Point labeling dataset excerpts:
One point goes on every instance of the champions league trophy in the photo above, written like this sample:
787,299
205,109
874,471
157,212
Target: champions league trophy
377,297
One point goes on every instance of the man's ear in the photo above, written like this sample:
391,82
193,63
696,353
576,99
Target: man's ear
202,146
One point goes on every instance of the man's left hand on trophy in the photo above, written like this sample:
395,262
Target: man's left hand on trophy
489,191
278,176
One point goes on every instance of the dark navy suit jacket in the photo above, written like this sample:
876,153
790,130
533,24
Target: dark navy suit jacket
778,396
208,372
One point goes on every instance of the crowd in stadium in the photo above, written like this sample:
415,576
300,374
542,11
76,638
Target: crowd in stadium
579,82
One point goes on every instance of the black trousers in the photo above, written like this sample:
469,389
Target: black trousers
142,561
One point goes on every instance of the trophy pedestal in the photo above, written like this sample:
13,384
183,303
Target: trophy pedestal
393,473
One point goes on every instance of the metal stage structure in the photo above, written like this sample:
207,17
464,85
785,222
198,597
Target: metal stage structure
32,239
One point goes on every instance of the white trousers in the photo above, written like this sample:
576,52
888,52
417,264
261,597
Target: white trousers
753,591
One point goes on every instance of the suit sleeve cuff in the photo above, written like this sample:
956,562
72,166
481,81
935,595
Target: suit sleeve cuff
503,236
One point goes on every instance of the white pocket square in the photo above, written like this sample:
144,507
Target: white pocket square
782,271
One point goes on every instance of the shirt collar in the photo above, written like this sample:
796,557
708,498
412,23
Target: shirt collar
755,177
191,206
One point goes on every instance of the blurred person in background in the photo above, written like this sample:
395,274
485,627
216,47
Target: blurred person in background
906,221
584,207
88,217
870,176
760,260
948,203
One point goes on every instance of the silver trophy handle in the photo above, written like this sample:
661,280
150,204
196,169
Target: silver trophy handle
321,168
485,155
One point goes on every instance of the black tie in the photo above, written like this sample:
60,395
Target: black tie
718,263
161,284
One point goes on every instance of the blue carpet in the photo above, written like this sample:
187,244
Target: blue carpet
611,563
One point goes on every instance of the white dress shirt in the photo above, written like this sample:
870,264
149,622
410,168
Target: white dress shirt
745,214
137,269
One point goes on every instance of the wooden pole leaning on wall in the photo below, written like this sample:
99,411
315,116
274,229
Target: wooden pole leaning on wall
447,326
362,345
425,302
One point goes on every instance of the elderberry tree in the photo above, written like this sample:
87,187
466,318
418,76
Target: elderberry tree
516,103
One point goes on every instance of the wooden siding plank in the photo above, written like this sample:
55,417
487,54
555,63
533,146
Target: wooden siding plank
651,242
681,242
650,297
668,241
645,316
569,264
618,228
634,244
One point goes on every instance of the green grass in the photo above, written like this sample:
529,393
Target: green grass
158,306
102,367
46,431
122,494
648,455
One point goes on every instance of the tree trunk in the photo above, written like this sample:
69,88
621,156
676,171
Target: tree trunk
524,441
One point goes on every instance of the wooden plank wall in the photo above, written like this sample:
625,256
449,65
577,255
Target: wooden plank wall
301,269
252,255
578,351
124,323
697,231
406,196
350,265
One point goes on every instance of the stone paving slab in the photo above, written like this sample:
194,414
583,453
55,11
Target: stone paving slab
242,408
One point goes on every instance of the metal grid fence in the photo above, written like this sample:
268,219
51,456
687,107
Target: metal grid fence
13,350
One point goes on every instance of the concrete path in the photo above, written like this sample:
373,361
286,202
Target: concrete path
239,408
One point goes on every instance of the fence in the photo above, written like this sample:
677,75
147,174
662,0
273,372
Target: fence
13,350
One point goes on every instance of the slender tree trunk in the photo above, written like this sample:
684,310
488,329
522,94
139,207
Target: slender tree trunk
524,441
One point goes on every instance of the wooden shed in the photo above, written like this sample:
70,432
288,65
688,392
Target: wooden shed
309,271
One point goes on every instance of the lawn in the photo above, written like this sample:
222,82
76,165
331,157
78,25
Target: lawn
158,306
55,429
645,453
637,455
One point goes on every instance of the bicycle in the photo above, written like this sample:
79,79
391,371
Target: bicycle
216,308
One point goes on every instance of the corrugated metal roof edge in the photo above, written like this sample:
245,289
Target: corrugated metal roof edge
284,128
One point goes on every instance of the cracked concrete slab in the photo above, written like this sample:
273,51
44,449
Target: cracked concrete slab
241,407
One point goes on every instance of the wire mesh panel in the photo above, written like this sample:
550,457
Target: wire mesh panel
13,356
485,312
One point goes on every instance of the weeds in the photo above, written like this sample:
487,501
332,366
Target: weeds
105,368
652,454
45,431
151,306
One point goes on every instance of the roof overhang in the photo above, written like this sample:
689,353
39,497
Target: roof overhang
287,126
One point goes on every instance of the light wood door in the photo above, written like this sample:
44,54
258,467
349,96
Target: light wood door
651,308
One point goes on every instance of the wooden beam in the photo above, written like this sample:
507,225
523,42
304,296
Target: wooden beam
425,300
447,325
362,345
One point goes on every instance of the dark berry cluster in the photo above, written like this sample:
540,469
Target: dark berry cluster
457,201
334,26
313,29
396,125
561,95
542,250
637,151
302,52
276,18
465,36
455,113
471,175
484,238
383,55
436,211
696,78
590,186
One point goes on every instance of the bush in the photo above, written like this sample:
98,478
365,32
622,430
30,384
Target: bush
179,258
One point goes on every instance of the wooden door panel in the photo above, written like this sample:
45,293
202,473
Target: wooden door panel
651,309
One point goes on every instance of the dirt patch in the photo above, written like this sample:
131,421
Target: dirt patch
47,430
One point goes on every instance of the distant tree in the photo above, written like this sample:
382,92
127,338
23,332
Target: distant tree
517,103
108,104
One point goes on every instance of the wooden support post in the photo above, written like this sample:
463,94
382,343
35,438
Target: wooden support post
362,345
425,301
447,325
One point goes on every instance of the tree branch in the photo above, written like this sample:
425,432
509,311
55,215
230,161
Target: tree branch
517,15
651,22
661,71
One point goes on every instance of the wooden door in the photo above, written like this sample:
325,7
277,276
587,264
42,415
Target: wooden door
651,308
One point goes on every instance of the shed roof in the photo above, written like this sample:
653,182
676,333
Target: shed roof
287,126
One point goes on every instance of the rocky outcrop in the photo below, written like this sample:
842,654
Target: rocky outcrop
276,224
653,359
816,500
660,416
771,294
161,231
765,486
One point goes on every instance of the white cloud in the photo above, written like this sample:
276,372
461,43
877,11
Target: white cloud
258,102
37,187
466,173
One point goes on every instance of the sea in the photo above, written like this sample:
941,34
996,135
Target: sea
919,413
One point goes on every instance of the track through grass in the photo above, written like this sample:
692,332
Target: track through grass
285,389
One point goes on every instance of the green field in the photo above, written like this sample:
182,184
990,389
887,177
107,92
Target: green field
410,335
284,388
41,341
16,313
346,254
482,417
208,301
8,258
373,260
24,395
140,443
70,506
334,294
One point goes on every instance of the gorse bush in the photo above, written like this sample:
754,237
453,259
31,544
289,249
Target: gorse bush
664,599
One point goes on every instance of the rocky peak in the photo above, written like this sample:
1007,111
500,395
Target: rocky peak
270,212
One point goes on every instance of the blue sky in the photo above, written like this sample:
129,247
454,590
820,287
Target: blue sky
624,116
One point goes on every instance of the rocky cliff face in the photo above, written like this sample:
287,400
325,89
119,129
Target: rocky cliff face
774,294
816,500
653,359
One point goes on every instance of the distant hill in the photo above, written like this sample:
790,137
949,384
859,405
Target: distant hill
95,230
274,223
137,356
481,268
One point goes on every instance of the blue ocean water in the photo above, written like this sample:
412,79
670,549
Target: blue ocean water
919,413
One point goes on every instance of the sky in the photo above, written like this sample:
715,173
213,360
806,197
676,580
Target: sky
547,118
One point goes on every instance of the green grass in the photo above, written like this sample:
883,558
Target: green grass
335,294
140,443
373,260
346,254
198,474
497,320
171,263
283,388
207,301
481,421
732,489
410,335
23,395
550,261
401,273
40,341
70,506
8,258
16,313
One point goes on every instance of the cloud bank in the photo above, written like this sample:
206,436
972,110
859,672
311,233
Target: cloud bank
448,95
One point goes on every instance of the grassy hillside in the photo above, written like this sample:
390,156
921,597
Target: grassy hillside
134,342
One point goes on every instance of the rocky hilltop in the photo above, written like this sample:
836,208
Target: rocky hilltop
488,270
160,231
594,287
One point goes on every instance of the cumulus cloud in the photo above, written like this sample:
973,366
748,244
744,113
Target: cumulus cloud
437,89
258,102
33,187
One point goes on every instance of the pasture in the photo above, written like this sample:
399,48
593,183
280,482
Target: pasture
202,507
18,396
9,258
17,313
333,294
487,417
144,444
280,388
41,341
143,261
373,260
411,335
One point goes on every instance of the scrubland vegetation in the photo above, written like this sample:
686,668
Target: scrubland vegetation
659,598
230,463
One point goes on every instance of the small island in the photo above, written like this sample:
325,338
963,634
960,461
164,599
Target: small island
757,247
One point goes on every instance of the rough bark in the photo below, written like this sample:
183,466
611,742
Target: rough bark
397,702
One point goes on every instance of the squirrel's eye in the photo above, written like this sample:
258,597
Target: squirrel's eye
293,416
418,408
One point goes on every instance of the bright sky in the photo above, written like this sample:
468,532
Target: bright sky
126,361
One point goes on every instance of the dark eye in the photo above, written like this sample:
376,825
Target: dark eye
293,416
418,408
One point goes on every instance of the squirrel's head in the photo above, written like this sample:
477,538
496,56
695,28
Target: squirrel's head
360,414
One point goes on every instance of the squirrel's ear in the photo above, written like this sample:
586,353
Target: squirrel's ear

▸ AIM OF THE TASK: Print the line containing "One point goes on every instance of the rough" and every line after it to the end of the records above, exactly as written, and nothing else.

▸ TASK RESULT:
One point goes on every instance of the rough bark in the photo below, written like this sample:
183,466
611,742
Target: rough bark
397,702
One point goes on every instance of the squirrel's eye in the photo above, written like this sample:
258,597
Target: squirrel's eye
293,416
418,408
One point goes on every instance of the bright sky in the photo above, written like this sample:
468,532
Target: bright sky
126,361
One point goes on every instance of the dark eye in the photo above, written like this sample:
376,825
Target: dark eye
293,416
418,408
One point goes on every instance of the squirrel's head in the photo above, written like this sample:
477,538
496,56
695,28
Target: squirrel's head
360,414
One point goes on every instance of the squirrel's ear in the photo above, written like this sample:
586,353
Target: squirrel's ear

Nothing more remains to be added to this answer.